> [HINWEISE ZUR AUFGABE]
Gib alle folgenden Zeilen vollständig und unverändert wieder, lass die Bilder in deiner Antwort jedoch weg.

[Gespeicherte Einträge]
--
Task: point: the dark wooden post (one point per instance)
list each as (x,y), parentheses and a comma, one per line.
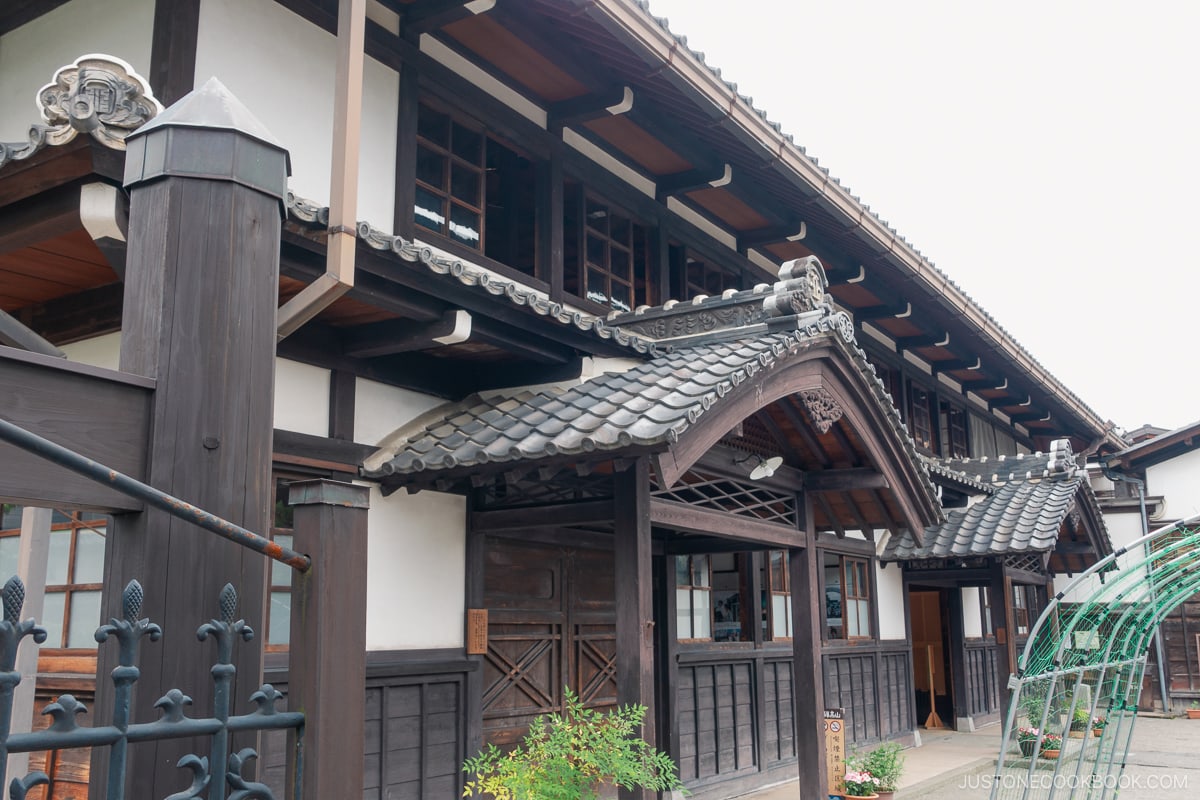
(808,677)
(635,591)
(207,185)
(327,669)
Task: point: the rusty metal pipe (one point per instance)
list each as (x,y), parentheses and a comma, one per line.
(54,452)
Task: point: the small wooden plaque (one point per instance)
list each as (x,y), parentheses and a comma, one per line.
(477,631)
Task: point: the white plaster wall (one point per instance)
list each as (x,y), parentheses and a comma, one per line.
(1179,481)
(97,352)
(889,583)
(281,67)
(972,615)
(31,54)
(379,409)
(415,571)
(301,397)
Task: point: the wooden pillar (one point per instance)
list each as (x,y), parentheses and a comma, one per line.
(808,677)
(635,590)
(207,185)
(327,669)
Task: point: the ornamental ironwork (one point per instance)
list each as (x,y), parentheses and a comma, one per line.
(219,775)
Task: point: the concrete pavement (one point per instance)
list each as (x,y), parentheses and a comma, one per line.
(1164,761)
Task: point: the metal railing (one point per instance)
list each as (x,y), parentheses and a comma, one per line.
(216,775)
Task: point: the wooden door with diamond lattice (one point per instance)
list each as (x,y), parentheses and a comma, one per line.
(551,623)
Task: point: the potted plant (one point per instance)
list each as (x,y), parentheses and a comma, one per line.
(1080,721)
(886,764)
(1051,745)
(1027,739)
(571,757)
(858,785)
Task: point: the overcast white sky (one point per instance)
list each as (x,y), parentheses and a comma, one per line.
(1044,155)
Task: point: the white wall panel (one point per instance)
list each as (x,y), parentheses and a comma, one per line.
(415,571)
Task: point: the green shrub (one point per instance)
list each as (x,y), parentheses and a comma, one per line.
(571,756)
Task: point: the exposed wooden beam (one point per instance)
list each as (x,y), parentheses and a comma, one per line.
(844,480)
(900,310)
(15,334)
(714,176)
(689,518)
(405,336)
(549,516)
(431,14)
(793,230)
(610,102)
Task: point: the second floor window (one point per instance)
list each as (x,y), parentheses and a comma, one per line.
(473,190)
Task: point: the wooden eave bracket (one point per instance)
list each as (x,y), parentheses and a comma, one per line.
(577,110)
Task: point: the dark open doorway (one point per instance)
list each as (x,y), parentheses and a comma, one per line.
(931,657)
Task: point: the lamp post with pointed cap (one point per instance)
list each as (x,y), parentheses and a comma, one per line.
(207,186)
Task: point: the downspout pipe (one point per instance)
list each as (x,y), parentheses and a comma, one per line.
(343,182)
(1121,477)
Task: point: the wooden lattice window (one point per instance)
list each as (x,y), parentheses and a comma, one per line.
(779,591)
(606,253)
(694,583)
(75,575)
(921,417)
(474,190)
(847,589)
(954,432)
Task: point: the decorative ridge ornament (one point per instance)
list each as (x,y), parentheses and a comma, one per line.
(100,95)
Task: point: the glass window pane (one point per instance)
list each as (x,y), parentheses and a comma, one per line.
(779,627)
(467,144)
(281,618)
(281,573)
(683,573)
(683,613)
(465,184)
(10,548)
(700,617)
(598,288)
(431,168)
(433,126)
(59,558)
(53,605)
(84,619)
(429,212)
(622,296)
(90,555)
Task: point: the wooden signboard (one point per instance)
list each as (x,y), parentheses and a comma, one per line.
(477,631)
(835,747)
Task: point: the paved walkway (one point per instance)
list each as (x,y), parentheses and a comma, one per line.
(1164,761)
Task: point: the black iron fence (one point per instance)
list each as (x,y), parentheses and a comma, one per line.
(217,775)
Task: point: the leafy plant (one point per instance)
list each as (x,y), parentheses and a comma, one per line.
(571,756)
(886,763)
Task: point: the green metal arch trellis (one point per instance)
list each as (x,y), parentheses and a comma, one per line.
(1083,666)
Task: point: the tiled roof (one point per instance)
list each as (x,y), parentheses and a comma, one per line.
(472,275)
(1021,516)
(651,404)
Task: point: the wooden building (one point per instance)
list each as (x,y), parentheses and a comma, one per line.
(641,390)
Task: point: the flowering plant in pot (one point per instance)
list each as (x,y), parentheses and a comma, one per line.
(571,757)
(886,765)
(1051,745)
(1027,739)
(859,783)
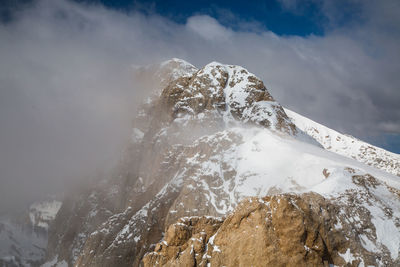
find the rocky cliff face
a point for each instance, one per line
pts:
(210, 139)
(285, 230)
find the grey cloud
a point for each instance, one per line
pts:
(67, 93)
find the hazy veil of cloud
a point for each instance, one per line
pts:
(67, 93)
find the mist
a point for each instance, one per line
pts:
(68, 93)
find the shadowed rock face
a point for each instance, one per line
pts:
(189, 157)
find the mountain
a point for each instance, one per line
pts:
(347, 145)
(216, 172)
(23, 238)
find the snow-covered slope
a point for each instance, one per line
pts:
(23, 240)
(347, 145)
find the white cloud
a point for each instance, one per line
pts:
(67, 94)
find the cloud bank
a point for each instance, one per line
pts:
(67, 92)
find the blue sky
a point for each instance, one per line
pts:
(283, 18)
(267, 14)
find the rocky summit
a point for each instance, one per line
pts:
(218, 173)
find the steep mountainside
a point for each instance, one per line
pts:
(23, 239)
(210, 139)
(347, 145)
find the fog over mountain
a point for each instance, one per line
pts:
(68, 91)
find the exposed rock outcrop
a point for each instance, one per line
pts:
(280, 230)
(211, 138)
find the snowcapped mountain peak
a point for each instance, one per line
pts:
--
> [VOLLSTÄNDIGE AUSGABE]
Task: point: the dark wooden post (one point per instance)
list each as (x,y), parentheses and a comma, one per line.
(808,677)
(635,591)
(207,185)
(327,669)
Task: point: the rusty metal pipe (one point per instance)
list each as (x,y), parentheses and a comma, one per line.
(54,452)
Task: point: the small wooden plaque (one point per instance)
list each as (x,y), parentheses and a comma, one per line.
(477,631)
Task: point: the white plaster wall (one point per instance)
list each as (x,y), parentheses and a comma, one per line.
(1179,481)
(97,352)
(889,583)
(281,67)
(972,615)
(31,54)
(379,409)
(415,571)
(301,397)
Task: point: the wooden pillar (one point per instance)
list each as (x,y), parentheses and a comma, one per line.
(808,677)
(635,590)
(207,185)
(327,669)
Task: point: the ornamental ironwork (one point per instance)
list each as (x,y), parentheses and a comma, one per line.
(219,775)
Task: point: the concrete pavement (one point per instance)
list each as (x,y), parentheses and a comma, one per line.
(1164,761)
Task: point: the metal railing (one point per instance)
list each as (x,y), parentheses and a comma, one per line.
(216,775)
Task: point: the wooden door with diamond lattice (one point per instance)
list each as (x,y), parentheses and a comma, one per line.
(551,623)
Task: point: the potted plant (one point per instance)
list each as (x,y), parentheses and a comma, one per line.
(1080,721)
(886,764)
(1051,745)
(1027,739)
(571,757)
(858,785)
Task: point: the overcast white sky (one point per instance)
list each as (x,y), parentheses and a comma, one per line.
(1044,155)
Task: point: the white wall panel (one point per instance)
list each as (x,y), parentheses and a comma, one per line.
(415,571)
Task: point: the green shrub (one point per instance)
list each as (x,y), parentheses and a comma, one per line.
(571,756)
Task: point: the exposed wooden beam (one point per instance)
list each as (x,y), parentheses and a comma, one per line.
(844,480)
(900,310)
(15,334)
(714,176)
(689,518)
(405,336)
(549,516)
(431,14)
(793,230)
(610,102)
Task: point: the second floor window (one point per instance)
list each as (x,y), parentheses and a comma, one per line.
(473,190)
Task: point: the wooden eave bracket (one point per instance)
list each as (x,y), parentheses and a comma, one per line.
(577,110)
Task: point: the dark open doorway (one point per instance)
list each as (x,y), parentheses and a comma, one per line.
(931,657)
Task: point: the lamp post with pointed cap (one point per instance)
list each as (x,y), parentheses and a comma, one per line.
(207,186)
Task: point: the downspout pipe (one point per instance)
list each as (x,y), parentheses and a comma, one per line.
(343,182)
(1121,477)
Task: point: the wooden lattice window (one point per instance)
list each as (x,y), parentheses and a comma, one per line.
(779,591)
(606,253)
(694,583)
(75,575)
(921,417)
(474,190)
(847,589)
(954,432)
Task: point: the decorative ridge ornament (one point per instance)
list each as (x,y), parentheses and a comma, one per line.
(100,95)
Task: point: the glass window pane (one point per instance)
list each as (x,y), parentheses and a comma, one per line.
(779,627)
(467,144)
(281,618)
(281,573)
(683,573)
(683,613)
(465,184)
(10,548)
(700,617)
(598,288)
(431,168)
(433,126)
(59,558)
(53,605)
(84,619)
(429,212)
(622,296)
(90,555)
Task: point: the wooden signboard (one point per instance)
list each as (x,y), parentheses and a comma, one per line.
(477,631)
(835,747)
Task: point: the paved walkway (one point per instance)
list each as (x,y), parentheses and a comma, one per line.
(1164,761)
Task: point: the black iron fence (one point per instance)
list each as (x,y), parentheses and a comma, one per line.
(217,775)
Task: point: the leafy plant (one point per instance)
list each as (x,y), parentheses and a comma, one per line.
(571,756)
(886,763)
Task: point: the green metal arch trellis (one point per instance)
list each as (x,y), parentheses and a comma, one per line.
(1083,666)
Task: point: the tiled roof (one point per instance)
list each as (x,y), parentheses and a comma, one per line.
(472,275)
(1021,516)
(651,404)
Task: point: the wooden building (one point per instance)
list each as (x,y), parentheses and a comma, one per line.
(641,390)
Task: point: the flowering plant in pot (one point per instance)
list each as (x,y), parentheses and a comma, one per line.
(571,757)
(886,765)
(1051,745)
(1027,739)
(859,783)
find the rocky cliff face
a point for each instance, one per line
pts:
(210, 139)
(285, 230)
find the grey cloud
a point for each instance, one per line
pts:
(67, 93)
find the hazy veil of cloud
a point for each instance, one per line
pts:
(67, 93)
find the mist
a point for each instance, one per line
pts:
(68, 93)
find the shadowed rock face
a point for each instance, one per line
pts:
(189, 157)
find the mountain
a point for each instance, one per line
pts:
(347, 145)
(216, 172)
(23, 238)
find the snow-covered slope
a point for each instance, one per line
pts:
(23, 240)
(347, 145)
find the white cloud
a point for each instance, one per line
pts:
(67, 94)
find the cloud bank
a point for each instance, one per line
pts:
(67, 92)
find the blue sky
a point for each instance, one per line
pts:
(283, 18)
(267, 14)
find the rocky summit
a point for each instance, one per line
pts:
(218, 173)
find the steep mountainside
a point for each instance, one per line
pts:
(23, 239)
(210, 139)
(347, 145)
find the fog over mountain
a point for each instance, one per line
pts:
(68, 91)
find the exposed rock outcrop
a point for each instance, one per line
pts:
(280, 230)
(211, 138)
find the snowcapped mountain peak
a point for each instance, one per line
pts:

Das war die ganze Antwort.